Death Note - recenzja filmu. Bardzo słaba adaptacja kultowego anime od Netflixa

Death Note - recenzja filmu. Bardzo słaba adaptacja kultowego anime od Netflixa

Senix | 02.09.2017, 23:00

Mając trzy dychy na karku lubię wracać do czasów dzieciństwa i lat „młodości”, w których oglądałem wiele seriali i anime. Dlatego czekałem z wielką niecierpliwością na Death Note od Netflixa. Adaptacja Castlevanii przekonała mnie, że są  to odpowiednie osoby do udźwignięcia realizacji Notatnika Śmierci. Byłem w błędzie i trzeba było zostać w czasach, które dawno minęły. 

Mieliśmy już kilka adaptacji anime bądź mangi, które pochodziły z Ameryki. Speed Racer z 2008 roku od sióstr (wtedy braci) Wachowskich, który okazał się beznadziejny. Dragonball: Ewolucja, który z dziełem Akiry Toriyamy miał tyle spólnego… że tylko imiona bohaterów się zgadzały – beznadziejny gniot. W 2010 roku do kin trafiła adaptacja The Last Airbender (Ostatni Władca Wiatru), za którą odpowiadał M. Night Shyamalan – reżyser kultowego Szóstego Zmysłu. Nawet on nie poradził sobie z adaptacją kolejnej animacji, a film mógłby się podobać chyba tylko zagorzałym fanatykom. Nie chcę tu wspominać innych ekranizacji np.: filmowy Tekken, czy kolejne remaki azjatyckich horrorów, które zostały nam dostarczone. Jedyną w miarę udaną adaptacją mangi jest za to Ghost in the Shell – mi osobiście przypadło do gustu, ale w tym wypadku wszystko zależy od tego, czego spodziewała się dana osoba. Ogółem trzeba stwierdzić, że amerykanie nie potrafią adaptować „japońszczyzny”. Dlatego też miałem wielką nadzieję, że uda się to Netflixowi (nadzieja matką głupich), czekałem i trzymałem kciuki – niepotrzebnie, bo to kolejny przykład nieudolności scenarzystów, aktorów i reżysera.

Wiersze danych z adnotacjami ramek
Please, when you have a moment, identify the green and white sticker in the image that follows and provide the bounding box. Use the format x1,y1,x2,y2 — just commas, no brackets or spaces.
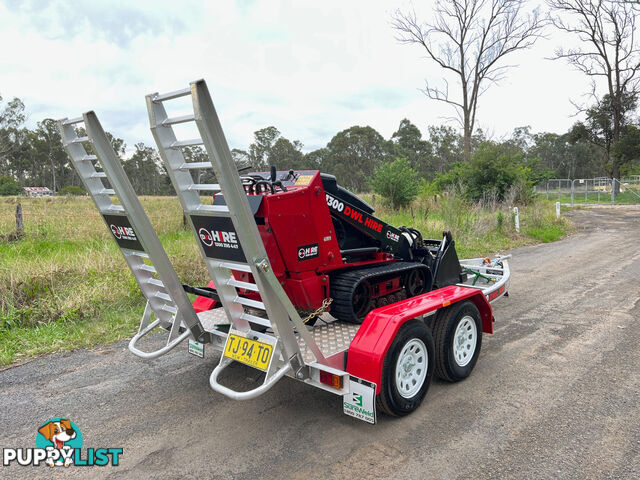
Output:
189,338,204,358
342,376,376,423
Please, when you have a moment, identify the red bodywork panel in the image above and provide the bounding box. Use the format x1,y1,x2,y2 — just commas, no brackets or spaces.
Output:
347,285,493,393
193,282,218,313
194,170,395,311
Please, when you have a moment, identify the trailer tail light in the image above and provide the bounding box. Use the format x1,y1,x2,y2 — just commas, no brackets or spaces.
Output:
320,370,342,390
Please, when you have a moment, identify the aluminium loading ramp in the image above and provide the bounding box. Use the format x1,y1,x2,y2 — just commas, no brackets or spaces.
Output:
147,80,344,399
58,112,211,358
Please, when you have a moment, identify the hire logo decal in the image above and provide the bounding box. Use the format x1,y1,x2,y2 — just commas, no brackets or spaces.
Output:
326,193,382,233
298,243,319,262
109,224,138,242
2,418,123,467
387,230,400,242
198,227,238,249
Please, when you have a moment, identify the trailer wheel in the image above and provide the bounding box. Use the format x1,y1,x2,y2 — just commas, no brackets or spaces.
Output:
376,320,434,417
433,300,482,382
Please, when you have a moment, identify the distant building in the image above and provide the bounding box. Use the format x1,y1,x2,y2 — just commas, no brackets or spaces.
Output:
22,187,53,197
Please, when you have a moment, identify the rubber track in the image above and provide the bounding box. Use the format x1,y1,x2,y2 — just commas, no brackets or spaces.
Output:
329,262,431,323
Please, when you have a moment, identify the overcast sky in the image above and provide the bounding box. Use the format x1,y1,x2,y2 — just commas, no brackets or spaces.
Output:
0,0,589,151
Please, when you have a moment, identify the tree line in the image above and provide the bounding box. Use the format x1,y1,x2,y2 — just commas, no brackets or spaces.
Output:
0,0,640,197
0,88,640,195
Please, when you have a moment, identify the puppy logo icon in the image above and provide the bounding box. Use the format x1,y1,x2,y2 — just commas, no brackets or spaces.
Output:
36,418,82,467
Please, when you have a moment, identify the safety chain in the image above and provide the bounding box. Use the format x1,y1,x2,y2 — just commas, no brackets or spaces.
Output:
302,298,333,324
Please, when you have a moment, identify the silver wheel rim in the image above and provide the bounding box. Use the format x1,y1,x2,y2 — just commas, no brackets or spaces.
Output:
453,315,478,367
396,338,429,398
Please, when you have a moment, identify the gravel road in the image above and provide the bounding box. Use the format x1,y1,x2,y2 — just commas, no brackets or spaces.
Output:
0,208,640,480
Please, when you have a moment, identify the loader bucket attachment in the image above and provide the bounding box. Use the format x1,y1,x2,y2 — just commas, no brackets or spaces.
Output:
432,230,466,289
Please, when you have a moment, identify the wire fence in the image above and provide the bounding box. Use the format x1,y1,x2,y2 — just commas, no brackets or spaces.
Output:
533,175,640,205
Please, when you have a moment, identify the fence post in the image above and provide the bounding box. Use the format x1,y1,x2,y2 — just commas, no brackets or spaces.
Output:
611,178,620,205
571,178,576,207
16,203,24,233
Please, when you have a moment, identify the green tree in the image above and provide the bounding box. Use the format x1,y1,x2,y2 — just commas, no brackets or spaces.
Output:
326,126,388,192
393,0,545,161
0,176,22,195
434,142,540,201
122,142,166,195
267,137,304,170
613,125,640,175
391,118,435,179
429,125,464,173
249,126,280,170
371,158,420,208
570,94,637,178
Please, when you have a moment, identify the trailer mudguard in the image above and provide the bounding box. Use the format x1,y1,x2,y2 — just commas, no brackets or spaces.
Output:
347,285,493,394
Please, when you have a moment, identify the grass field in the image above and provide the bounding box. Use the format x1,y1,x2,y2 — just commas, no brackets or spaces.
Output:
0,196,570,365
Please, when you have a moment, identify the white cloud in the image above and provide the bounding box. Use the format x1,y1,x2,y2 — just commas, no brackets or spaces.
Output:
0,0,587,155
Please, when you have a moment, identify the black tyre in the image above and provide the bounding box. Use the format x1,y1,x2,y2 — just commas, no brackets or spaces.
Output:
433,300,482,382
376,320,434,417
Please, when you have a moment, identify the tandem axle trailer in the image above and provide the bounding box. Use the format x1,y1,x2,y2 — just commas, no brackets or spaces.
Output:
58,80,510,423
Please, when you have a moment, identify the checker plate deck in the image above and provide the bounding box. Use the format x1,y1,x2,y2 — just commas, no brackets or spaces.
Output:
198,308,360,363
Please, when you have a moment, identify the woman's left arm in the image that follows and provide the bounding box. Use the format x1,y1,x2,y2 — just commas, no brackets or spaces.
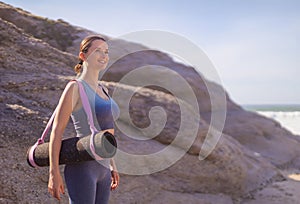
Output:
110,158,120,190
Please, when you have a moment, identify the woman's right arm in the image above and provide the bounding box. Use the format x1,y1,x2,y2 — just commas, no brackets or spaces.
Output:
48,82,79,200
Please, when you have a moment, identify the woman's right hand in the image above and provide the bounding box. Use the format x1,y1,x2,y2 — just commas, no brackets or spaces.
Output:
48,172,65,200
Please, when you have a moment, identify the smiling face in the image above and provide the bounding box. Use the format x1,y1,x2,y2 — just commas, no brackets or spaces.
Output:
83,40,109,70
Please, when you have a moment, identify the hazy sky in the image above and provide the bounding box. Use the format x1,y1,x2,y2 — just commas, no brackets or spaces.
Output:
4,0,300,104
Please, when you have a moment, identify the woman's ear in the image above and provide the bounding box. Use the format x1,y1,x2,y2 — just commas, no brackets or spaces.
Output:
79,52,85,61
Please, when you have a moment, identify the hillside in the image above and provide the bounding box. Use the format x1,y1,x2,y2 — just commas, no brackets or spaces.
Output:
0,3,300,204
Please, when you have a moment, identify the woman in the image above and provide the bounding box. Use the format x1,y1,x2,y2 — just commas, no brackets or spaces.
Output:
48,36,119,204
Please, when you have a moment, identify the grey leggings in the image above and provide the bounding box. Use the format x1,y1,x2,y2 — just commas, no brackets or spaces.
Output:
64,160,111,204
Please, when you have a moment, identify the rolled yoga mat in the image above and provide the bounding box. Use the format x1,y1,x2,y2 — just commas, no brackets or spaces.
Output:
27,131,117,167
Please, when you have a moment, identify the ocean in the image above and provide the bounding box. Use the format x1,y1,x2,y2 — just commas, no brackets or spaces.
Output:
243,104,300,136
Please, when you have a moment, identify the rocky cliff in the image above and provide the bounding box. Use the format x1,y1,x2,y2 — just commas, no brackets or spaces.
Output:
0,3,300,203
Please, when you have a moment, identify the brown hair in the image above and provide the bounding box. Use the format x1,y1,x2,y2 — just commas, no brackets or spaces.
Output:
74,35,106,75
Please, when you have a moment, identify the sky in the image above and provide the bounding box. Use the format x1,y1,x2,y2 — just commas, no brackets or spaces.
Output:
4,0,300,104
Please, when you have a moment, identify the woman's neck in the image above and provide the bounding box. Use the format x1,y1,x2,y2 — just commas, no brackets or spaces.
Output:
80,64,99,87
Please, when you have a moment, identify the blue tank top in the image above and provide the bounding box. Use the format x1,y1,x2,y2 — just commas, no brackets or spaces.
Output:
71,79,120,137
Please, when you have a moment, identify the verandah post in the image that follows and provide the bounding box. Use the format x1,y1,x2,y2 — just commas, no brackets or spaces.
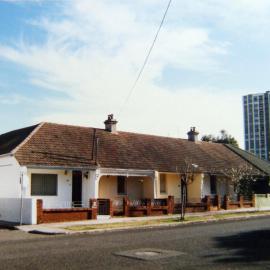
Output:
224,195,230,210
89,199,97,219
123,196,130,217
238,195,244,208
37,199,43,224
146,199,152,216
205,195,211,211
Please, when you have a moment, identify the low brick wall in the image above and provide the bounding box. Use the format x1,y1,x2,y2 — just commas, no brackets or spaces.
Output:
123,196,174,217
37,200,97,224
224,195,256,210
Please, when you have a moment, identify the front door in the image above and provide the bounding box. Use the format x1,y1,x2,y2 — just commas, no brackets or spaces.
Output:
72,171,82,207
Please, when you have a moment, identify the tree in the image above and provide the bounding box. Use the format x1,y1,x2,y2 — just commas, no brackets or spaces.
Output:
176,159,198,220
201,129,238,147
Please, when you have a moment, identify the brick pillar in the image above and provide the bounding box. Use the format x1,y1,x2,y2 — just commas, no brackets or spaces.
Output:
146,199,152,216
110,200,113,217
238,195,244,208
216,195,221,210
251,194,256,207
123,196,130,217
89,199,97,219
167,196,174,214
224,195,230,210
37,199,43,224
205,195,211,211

Instrukcje do zadań >>
(a) Powtórz słowo w słowo fragment recenzji filmu Death Note od „Mając trzy dychy” do „które dawno minęły.” włącznie.
(b) W rekordach zmień „wire fence” na „mesh fence” w wierszach od tego, który zawiera „Please, when you have a moment, identify the wire”, do tego, który zawiera „570,94,637,178”, oba włącznie. Podaj tylko te wiersze, bez innych zmian.

Odpowiedzi do zadań >>
(a)
Mając trzy dychy na karku lubię wracać do czasów dzieciństwa i lat „młodości”, w których oglądałem wiele seriali i anime. Dlatego czekałem z wielką niecierpliwością na Death Note od Netflixa. Adaptacja Castlevanii przekonała mnie, że są  to odpowiednie osoby do udźwignięcia realizacji Notatnika Śmierci. Byłem w błędzie i trzeba było zostać w czasach, które dawno minęły.

(b)
Please, when you have a moment, identify the mesh fence in the image above and provide the bounding box. Use the format x1,y1,x2,y2 — just commas, no brackets or spaces.
Output:
533,175,640,205
Please, when you have a moment, identify the fence post in the image above and provide the bounding box. Use the format x1,y1,x2,y2 — just commas, no brackets or spaces.
Output:
611,178,620,205
571,178,576,207
16,203,24,233
Please, when you have a moment, identify the green tree in the image above and provide the bounding box. Use the format x1,y1,x2,y2 — just commas, no brackets or spaces.
Output:
326,126,388,192
393,0,545,161
0,176,22,195
434,142,540,201
122,142,166,195
267,137,304,170
613,125,640,175
391,118,435,179
429,125,464,173
249,126,280,170
371,158,420,208
570,94,637,178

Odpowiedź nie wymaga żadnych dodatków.